-------- Passage for review --------

Going to the Oncology Clinic felt like a tea party!
My name is Gwen and I have been very healthy all my life. I had never set foot in hospital for 65 years! In 2019, I felt some abnormal symptoms, so I went to the Lakeshore General Hospital. Shortly after, I was diagnosed with cancer. My surgery was a success, the doctors removed a lump and I recovered quickly.
Then, in February 2020, it came back. I discovered that I had cancer again, but this time in a different organ. Therefore, I returned to the Lakeshore General Hospital and on my birthday, I got a catheter line inserted for chemotherapy.
Despite my situation, I was amazed by the staff’s joy and genuine care throughout my treatments: They are truly concerned about their patients! Besides, it really felt like a tea party! Lovely ladies were coming with tea and cookies. The nurses were great and were talking with other patients. My experience at the hospital was so much easier thanks to helpful nurses such as Elisa, Andrea, Sabrina and Kim, who always found a way to make people smile! I will always remember the fact that I felt like a person, not like a patient.
Then, Covid Happened
Since March 2020, my husband could no longer keep me company during the appointments. All patients were separated by curtains to respect social distancing, but in the Oncology Clinic we were still chatting through the curtains. Going through cancer, and being more vulnerable during the pandemic, was socially and mentally difficult. I cried multiple times. It was not easy, but the staff made the whole ordeal bearable. I believe that their positive energy helped my recovery! For the staff, the pandemic was a great challenge too. For every intervention, they had to wear their Personal Protective Equipment, which would complicate their daily tasks. Despite the increased workload, they stayed as warm and kind. The nurses and staff took the time to know their patients and how we were doing, which created a sort of second family for us in terms of support.

-------- Records supplied --------

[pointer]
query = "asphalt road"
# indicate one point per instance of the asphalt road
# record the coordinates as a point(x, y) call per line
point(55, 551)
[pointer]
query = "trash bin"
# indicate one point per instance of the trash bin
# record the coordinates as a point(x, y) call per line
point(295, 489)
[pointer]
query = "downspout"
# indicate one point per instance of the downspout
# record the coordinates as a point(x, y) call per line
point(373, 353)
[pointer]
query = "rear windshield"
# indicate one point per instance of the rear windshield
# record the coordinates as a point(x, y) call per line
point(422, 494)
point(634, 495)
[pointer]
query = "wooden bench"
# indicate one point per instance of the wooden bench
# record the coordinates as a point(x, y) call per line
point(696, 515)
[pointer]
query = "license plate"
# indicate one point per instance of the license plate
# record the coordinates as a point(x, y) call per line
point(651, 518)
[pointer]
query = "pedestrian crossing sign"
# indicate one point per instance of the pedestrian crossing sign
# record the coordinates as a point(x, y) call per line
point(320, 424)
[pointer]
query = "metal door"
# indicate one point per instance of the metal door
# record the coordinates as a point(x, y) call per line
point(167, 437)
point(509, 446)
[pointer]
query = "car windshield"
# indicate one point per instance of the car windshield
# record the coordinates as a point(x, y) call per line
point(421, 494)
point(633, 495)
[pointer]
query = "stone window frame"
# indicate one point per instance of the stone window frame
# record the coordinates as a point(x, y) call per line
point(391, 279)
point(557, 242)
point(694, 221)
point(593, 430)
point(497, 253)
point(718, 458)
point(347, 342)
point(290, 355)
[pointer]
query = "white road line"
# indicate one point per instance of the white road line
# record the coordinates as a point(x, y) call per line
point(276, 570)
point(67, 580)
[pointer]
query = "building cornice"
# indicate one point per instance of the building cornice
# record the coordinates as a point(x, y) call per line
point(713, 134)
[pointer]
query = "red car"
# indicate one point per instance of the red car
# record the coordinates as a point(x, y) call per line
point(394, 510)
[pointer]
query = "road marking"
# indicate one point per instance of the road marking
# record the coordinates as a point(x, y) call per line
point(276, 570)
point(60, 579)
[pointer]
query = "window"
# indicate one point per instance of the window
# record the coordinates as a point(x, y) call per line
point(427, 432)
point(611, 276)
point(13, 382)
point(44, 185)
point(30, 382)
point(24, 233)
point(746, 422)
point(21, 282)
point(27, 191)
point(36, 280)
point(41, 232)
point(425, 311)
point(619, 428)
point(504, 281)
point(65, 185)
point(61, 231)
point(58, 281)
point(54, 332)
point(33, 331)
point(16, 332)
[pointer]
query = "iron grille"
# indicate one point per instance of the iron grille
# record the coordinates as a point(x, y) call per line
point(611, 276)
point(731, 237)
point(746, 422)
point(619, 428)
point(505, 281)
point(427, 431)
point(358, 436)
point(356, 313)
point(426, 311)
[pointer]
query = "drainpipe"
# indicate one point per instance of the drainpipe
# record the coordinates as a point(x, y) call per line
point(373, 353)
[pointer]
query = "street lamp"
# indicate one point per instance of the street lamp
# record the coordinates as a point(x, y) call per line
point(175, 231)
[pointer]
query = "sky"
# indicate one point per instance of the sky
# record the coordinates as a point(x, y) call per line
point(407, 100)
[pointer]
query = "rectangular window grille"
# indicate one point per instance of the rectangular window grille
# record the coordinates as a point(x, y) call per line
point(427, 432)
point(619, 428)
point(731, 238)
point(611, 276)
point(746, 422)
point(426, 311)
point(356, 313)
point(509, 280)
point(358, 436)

--------

What the task requires | In the account of the oncology clinic above, explain why the pandemic made the staff's daily tasks harder. Use one to three sentences.

Solution to this exercise | The staff had to wear their Personal Protective Equipment for every intervention, and this complicated their daily tasks.